§ **Task prompt**:
Return every line of the items below that contains the word "wall".

-- Available records start --

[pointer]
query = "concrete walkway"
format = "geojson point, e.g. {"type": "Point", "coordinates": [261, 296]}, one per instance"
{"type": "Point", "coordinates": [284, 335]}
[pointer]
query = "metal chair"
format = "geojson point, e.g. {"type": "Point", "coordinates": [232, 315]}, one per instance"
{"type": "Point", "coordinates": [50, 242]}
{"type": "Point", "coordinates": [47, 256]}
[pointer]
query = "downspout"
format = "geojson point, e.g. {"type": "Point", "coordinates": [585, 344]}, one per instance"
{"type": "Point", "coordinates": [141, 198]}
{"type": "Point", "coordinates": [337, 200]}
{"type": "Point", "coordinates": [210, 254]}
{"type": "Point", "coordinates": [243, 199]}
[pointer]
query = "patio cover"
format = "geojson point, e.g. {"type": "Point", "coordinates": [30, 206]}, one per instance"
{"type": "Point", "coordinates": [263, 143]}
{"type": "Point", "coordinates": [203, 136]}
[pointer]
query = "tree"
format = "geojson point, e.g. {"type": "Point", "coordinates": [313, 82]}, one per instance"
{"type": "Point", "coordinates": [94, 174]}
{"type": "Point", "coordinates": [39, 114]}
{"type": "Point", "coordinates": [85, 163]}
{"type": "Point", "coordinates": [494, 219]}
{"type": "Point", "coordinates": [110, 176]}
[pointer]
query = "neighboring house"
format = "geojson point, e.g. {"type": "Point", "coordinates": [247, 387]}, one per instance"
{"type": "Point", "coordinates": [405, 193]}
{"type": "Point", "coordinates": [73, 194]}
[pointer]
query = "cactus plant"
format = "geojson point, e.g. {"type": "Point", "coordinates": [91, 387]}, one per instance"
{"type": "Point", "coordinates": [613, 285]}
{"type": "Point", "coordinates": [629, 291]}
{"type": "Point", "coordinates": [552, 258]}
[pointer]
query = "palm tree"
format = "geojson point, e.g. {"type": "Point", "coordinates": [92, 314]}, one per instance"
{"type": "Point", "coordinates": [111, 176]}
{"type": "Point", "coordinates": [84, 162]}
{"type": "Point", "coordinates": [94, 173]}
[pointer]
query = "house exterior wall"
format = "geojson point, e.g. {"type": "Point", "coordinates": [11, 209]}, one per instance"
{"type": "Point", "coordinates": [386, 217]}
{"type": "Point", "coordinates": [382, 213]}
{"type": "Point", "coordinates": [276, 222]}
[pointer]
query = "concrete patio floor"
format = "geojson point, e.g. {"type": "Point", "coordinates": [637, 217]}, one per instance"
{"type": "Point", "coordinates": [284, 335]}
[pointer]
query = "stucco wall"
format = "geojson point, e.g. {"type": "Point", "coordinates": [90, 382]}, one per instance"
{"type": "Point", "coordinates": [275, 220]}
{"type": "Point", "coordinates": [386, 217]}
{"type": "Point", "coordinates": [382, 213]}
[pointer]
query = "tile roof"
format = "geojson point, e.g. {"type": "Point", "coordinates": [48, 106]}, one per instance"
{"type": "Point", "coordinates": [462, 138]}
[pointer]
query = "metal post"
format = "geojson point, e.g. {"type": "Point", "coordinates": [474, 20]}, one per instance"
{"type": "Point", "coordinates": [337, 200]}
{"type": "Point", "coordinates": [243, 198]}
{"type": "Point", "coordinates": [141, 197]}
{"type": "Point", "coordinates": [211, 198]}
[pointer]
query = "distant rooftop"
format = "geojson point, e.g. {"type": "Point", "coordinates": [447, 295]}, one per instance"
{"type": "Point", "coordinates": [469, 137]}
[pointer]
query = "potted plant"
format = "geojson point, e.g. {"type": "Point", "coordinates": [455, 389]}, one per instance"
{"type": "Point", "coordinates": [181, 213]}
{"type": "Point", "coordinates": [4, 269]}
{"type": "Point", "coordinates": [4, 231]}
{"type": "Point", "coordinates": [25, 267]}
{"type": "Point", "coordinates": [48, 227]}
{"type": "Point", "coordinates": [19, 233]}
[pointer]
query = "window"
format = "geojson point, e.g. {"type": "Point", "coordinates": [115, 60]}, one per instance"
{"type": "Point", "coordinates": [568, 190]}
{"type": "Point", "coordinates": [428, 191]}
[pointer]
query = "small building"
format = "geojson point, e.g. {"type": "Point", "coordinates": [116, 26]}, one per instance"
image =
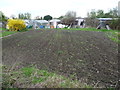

-- Available records end --

§ **Solution below**:
query = "house exterior wall"
query = "stucco wall"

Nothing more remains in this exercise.